# [EXERCISE DESCRIPTION]
Render every line of the items below as a Markdown table with the columns Row and Line, and leave out any blank lines.

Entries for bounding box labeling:
☆ ☆ ☆ ☆ ☆

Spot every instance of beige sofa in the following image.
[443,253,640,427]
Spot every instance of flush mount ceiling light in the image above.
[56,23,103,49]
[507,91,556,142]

☆ ☆ ☆ ☆ ☆

# [RESULT BELOW]
| Row | Line |
|---|---|
| 1 | Spot every instance of beige sofa in the following image. |
| 2 | [443,253,640,427] |
| 3 | Spot every instance of flush mount ceiling light in the image above. |
| 4 | [56,23,103,49] |
| 5 | [507,91,556,142] |